• _Task_: A word-for-word repetition of the records beneath this task is the expected answer.
-------- Material to process
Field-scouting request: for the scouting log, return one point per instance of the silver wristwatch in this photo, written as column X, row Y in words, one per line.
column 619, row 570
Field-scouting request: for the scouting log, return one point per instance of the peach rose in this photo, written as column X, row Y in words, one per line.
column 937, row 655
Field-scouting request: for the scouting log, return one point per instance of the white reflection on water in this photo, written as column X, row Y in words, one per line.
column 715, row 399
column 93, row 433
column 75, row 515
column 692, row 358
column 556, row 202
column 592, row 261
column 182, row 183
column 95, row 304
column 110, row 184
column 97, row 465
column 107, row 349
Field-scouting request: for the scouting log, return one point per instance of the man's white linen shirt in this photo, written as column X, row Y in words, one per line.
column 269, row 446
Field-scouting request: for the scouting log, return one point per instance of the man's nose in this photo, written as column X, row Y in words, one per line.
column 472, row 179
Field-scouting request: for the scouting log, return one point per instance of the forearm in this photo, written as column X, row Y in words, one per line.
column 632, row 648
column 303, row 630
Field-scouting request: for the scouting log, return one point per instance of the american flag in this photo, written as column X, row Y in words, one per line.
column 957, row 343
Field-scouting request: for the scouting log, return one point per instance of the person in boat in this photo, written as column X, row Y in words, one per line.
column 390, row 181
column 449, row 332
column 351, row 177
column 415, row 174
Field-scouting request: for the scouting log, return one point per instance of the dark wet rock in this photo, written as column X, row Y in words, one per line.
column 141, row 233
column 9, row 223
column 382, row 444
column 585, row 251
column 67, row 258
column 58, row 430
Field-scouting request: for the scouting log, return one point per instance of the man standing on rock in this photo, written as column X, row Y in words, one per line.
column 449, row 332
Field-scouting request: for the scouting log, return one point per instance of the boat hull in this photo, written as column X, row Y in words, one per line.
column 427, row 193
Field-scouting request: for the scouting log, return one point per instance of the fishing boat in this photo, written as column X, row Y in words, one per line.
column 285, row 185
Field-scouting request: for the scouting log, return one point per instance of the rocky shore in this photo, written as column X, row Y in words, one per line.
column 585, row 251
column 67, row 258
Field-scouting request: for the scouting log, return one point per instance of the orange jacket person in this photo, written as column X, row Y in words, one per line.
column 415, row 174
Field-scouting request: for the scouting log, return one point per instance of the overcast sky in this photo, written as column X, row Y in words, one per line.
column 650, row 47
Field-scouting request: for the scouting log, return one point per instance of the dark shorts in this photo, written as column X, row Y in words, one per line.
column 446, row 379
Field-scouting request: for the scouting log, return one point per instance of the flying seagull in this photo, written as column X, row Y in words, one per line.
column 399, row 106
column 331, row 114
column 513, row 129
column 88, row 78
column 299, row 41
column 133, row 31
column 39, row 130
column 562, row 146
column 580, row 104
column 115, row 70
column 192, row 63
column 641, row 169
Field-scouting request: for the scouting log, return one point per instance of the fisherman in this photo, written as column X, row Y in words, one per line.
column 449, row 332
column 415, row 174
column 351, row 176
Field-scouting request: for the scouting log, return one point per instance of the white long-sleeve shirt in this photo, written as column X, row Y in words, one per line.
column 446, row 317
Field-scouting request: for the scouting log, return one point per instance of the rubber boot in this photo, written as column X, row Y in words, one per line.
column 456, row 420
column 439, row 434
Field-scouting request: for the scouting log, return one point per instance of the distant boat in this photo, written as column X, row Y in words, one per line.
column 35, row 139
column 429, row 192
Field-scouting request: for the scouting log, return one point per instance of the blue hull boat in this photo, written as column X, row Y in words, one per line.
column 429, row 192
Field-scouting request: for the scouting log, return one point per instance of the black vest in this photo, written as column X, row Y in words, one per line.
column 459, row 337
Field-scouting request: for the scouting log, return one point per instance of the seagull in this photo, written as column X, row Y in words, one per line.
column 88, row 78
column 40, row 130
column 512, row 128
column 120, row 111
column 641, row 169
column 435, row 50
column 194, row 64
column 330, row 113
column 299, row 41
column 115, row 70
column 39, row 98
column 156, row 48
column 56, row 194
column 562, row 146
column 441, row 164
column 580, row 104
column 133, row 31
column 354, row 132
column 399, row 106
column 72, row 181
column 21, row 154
----------------
• _Your solution_:
Field-scouting request: for the scouting log, return one point per instance of the silver wristwatch in this photo, written as column X, row Y in words, one per line.
column 619, row 570
Field-scouting request: for the scouting log, return one point per instance of the peach rose in this photo, written as column X, row Y in words, one per line.
column 937, row 655
Field-scouting request: for the scouting log, return one point per instance of the white reflection on water in this photo, written as column X, row Y in words, one per line.
column 715, row 399
column 93, row 433
column 75, row 515
column 692, row 358
column 556, row 202
column 592, row 261
column 182, row 183
column 95, row 304
column 110, row 184
column 97, row 465
column 107, row 349
Field-scouting request: for the scouting log, return one point per instance of the man's white linen shirt in this photo, written as column X, row Y in words, one per line.
column 269, row 446
Field-scouting request: for the scouting log, return one point per instance of the man's nose in this photo, written as column X, row Y in words, one per line.
column 472, row 179
Field-scouting request: for the scouting log, return one point per instance of the forearm in this photo, written as column X, row Y in words, one per line.
column 632, row 648
column 303, row 630
Field-scouting request: for the scouting log, return one point per instance of the american flag in this photo, written as column X, row Y in words, one per line.
column 957, row 343
Field-scouting request: for the scouting log, return one point per instance of the person in boat in this photo, written as column X, row Y in words, one per line.
column 390, row 181
column 449, row 332
column 351, row 177
column 415, row 174
Field-scouting request: for the scouting log, return one point per instance of the dark wet rock in this photo, written as column X, row Y in words, one per line.
column 141, row 233
column 9, row 223
column 382, row 444
column 585, row 251
column 67, row 258
column 58, row 430
Field-scouting request: for the scouting log, return one point per instance of the man standing on rock in this photo, written as column X, row Y in words, one per line.
column 449, row 332
Field-scouting request: for the scouting log, return one point per instance of the boat hull in this photo, written as column X, row Y in words, one per line.
column 427, row 193
Field-scouting request: for the scouting log, return one point per instance of the fishing boat in this photo, written as column X, row Y in words, one per line.
column 285, row 185
Field-scouting request: for the scouting log, return one point per instance of the rocky shore in this photo, written as column X, row Y in words, one per line.
column 585, row 251
column 67, row 258
Field-scouting request: for the scouting log, return one point per instance of the orange jacket person in this photo, written as column X, row Y in words, one per line.
column 415, row 174
Field-scouting request: for the scouting log, return one point per instance of the overcast sky in this photo, written as column X, row Y in words, one per line.
column 650, row 47
Field-scouting request: for the scouting log, return one point per instance of the dark shorts in this photo, written as column X, row Y in words, one per line.
column 446, row 379
Field-scouting request: for the scouting log, return one point per instance of the flying seagull in this photo, written as column X, row Y in words, one per line.
column 399, row 106
column 331, row 114
column 513, row 129
column 88, row 78
column 299, row 41
column 133, row 31
column 39, row 130
column 562, row 146
column 580, row 104
column 115, row 70
column 192, row 63
column 641, row 169
Field-scouting request: for the scouting log, return one point per instance of the fisherman in this photo, written as column X, row Y in words, one per line.
column 449, row 332
column 415, row 174
column 351, row 176
Field-scouting request: for the scouting log, return one point per instance of the white long-sleeve shirt in this photo, written as column X, row Y in words, one per line.
column 446, row 317
Field-scouting request: for the scouting log, return one point per instance of the rubber boot in this photo, written as column X, row Y in words, one per line.
column 456, row 420
column 439, row 434
Field-scouting request: for the scouting log, return one point per instance of the distant boat in this photo, written as column X, row Y in words, one per line.
column 35, row 139
column 429, row 192
Field-scouting request: for the scouting log, return one point per instance of the blue hull boat in this photo, written as column X, row Y in words, one per line.
column 429, row 192
Field-scouting request: for the scouting log, return one point per instance of the black vest in this photo, written as column X, row Y in words, one per line.
column 459, row 337
Field-scouting request: for the scouting log, return one point per instance of the seagull in this photo, written as column X, row Y in words, one per line.
column 88, row 78
column 40, row 130
column 512, row 128
column 120, row 111
column 641, row 169
column 435, row 50
column 194, row 64
column 330, row 113
column 299, row 41
column 115, row 70
column 39, row 98
column 156, row 48
column 56, row 194
column 562, row 146
column 441, row 164
column 580, row 104
column 133, row 31
column 354, row 132
column 399, row 106
column 72, row 181
column 21, row 154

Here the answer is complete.